EXERCISE DIRECTIONS >> Move the material into your reply, starting at the line containing "Target: black sweatpants" and ending at the end of the material, with its requests included, and add -24 to every coordinate in the answer points. Leave the pictures out.
———
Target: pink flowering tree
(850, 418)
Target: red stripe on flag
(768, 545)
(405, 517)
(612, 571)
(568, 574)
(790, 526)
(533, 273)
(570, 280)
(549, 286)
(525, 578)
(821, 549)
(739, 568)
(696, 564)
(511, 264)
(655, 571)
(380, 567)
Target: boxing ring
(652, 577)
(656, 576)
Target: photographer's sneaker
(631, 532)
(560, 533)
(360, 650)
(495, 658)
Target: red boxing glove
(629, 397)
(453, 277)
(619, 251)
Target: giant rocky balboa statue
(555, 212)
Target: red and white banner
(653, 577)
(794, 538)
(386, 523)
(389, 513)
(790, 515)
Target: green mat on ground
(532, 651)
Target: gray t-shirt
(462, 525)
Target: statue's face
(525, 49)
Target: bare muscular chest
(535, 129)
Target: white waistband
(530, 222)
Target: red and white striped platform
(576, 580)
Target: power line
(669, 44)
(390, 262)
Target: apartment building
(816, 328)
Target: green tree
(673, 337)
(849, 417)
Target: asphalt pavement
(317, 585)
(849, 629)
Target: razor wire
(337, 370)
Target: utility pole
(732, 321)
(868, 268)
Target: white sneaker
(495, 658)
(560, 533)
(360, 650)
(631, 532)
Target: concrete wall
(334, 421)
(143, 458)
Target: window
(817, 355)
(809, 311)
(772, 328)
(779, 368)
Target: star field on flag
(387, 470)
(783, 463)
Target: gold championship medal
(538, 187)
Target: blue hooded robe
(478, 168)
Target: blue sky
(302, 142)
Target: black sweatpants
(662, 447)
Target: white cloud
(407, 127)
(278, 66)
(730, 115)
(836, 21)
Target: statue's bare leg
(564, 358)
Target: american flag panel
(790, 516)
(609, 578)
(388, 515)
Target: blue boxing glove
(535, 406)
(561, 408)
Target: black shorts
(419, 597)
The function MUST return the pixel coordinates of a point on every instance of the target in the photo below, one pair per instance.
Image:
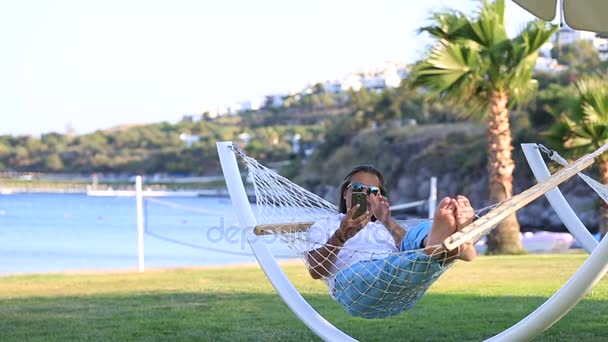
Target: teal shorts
(379, 288)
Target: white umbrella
(587, 15)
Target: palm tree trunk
(505, 238)
(603, 205)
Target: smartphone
(361, 199)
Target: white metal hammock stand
(541, 319)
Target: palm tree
(585, 129)
(475, 62)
———
RESPONSE TO THIS EXERCISE >>
Target: black sweatpants
(638, 423)
Target: white cloud
(383, 103)
(254, 42)
(706, 91)
(812, -3)
Target: statue's bare leg
(540, 334)
Target: american flag panel
(766, 492)
(585, 554)
(364, 491)
Target: blue boxing glove
(511, 382)
(537, 384)
Target: black shorts
(395, 573)
The function MUST return the pixel coordinates of a point on every instance of the target in the photo below, one pair per instance.
Image:
Target: teal shorts
(355, 264)
Target: white umbrella
(563, -9)
Target: palm tree trunk
(481, 214)
(579, 181)
Target: smartphone
(337, 175)
Target: white metal hammock stand
(517, 295)
Target: palm tree
(561, 105)
(451, 38)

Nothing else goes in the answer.